*TEXT SECTION*:
·····
Prague hosts machine translation marathon

09-03-2010

Prague’s Charles University recently hosted an unusual marathon which tested the capacity of various machine translating systems. The annual event is part of the Euromatrix project, which aims to establish machine translation systems for all European languages. The participants had a week to translate some 12,000 sentences from various newspapers and news sites. In the coming weeks their output will be confronted with translations done by professional „human” translators. Ruth Fraňková spoke to Ondřej Bojar from the Institute of Formal and Applied Linguistics, which is taking part in the Euromatrix project:

Ondřej BojarOndřej Bojar “The project involves, if I am correct, seven universities and two companies, and we are one of those universities. Our main focus is translation from English to Czech and also from Czech to English, but we prefer Czech as the target language. We are working with the deep syntactic representations of the sentence which means that we aim at a translation where linguistics is applied. We have built collections of hundreds of thousands of sentences that are manually annotated with the syntactic representation of the sentence and we are now transferring the knowledge we have about Czech syntax into English.”

Is Czech a difficult language compared to other European languages?

“Czech has some specific properties that make it particularly difficult for translation, for example from English, and the difference between Czech and English is the rich morphology in Czech. While in English you have just a single form of a word, say green for the colour, in Czech you have seven cases, four genders and two numbers. Not all these combinations are different on the surface level but the number of possible Czech word forms is much higher and the system has to choose a correct one so this is a challenge.”

What about word order?

“The word order actually helps us when we are translating from English to Czech because Czech allows nearly any permutation of words in the sentence as a correct word order provided that the case markings and things like that are correct. When we are translating back from Czech into English and the Czech is produced by native speakers the situation is much more difficult. You have to identify where is the subject, where is the verb, where is the object, and these have to be in the canonical English order otherwise the sentence wouldn’t be comprehensible for a speaker of English.”

What is the future of machine translation systems? Do you think they can replace humans?

“I do believe that machine translation systems can replace humans in case of repetitive texts. For example weather reports were translated from English to French already in the 1970s. Now I think we are moving towards European legislation and I estimate that 60 percent of the texts or even more can be automatically translated with no human intervention.”

09-03-2010
·····
*PROVIDED MATERIAL*:
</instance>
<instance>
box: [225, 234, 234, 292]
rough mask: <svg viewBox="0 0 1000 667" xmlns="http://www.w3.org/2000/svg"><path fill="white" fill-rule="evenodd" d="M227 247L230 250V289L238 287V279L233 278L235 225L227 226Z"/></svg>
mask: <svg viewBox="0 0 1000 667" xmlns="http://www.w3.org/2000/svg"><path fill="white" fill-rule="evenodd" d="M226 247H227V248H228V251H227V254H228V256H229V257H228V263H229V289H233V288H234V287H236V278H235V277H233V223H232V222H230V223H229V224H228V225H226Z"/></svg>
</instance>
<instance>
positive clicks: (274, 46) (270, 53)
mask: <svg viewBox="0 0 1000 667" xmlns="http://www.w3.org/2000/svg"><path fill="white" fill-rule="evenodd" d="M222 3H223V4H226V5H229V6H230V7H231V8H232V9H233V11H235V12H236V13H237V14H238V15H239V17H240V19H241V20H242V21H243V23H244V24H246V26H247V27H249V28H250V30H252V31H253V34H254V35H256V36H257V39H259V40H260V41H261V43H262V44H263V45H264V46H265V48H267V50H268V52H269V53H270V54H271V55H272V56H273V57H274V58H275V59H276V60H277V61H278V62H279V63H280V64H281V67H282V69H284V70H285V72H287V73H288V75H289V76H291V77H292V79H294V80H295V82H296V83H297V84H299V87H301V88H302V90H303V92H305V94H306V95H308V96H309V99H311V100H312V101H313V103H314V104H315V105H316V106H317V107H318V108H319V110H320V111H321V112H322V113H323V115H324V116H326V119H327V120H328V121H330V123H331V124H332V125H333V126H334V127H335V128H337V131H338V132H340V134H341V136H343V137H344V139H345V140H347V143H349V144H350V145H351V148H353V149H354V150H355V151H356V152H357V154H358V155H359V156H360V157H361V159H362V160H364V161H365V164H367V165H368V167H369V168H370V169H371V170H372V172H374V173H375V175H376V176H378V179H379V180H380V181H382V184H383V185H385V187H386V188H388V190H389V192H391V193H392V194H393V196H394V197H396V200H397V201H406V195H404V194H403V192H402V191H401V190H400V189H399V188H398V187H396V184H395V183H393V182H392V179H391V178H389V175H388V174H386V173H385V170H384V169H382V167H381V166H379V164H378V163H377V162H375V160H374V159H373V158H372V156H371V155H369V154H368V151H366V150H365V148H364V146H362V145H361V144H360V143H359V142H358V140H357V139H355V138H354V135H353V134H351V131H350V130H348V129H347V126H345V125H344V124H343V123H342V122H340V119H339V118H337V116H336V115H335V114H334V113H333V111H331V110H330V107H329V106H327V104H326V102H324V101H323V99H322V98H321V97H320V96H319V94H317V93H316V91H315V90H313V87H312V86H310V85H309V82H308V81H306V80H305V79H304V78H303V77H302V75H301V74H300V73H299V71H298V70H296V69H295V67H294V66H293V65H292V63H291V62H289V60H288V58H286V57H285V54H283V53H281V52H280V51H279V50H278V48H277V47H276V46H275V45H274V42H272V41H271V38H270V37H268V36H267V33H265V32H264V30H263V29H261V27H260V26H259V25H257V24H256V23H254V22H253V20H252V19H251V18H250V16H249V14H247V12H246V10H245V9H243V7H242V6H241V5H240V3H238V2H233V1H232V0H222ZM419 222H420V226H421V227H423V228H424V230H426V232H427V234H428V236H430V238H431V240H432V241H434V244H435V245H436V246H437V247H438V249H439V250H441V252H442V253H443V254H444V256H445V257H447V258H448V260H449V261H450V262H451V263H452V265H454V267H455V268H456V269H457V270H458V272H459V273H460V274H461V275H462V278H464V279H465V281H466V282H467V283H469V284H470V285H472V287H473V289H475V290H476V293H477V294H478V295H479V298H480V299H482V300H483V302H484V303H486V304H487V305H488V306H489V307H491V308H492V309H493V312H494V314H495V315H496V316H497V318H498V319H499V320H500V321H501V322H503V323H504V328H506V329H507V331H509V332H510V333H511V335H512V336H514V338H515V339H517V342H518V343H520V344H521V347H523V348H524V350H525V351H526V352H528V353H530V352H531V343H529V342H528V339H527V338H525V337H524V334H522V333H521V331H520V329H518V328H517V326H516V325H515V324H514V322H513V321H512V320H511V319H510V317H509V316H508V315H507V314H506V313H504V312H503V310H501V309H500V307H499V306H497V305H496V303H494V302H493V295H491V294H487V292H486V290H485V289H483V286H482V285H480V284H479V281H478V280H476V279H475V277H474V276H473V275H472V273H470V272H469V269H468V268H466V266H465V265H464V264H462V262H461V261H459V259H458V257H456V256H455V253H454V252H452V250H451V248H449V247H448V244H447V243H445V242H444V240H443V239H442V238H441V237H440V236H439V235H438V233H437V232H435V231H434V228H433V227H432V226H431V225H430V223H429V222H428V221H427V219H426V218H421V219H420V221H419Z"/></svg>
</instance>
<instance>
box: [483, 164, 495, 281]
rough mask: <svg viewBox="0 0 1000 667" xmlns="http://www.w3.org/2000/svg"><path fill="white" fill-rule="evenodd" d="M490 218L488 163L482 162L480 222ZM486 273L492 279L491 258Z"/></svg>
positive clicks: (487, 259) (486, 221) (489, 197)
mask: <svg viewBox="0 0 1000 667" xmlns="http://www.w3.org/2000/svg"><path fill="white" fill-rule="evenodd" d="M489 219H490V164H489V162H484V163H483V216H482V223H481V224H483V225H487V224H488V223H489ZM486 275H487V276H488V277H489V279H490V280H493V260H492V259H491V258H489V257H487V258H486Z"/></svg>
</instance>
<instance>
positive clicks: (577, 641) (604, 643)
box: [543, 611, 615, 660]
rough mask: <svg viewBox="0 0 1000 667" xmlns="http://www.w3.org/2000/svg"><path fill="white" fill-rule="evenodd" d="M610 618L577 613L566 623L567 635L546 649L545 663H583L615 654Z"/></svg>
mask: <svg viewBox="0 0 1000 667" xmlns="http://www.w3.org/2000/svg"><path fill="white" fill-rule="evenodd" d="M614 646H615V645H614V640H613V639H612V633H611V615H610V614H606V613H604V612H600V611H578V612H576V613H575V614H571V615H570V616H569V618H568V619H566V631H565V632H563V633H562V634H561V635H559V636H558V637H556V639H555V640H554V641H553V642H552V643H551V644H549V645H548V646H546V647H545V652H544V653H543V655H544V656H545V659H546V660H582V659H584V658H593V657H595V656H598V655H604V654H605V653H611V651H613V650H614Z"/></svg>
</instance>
·····
*TASKS TO PERFORM*:
(a) Rewrite the machine translation article starting at "What about word" and ending at "can replace humans?", changing "permutation" to "arrangement".
(b) According to the machine translation article, how many sentences did the marathon participants have a week to translate?
Nothing in the records is needed here.

*ACTIVITY ANSWERS*:
(a)
What about word order?

“The word order actually helps us when we are translating from English to Czech because Czech allows nearly any arrangement of words in the sentence as a correct word order provided that the case markings and things like that are correct. When we are translating back from Czech into English and the Czech is produced by native speakers the situation is much more difficult. You have to identify where is the subject, where is the verb, where is the object, and these have to be in the canonical English order otherwise the sentence wouldn’t be comprehensible for a speaker of English.”

What is the future of machine translation systems? Do you think they can replace humans?

(b) Some 12,000 sentences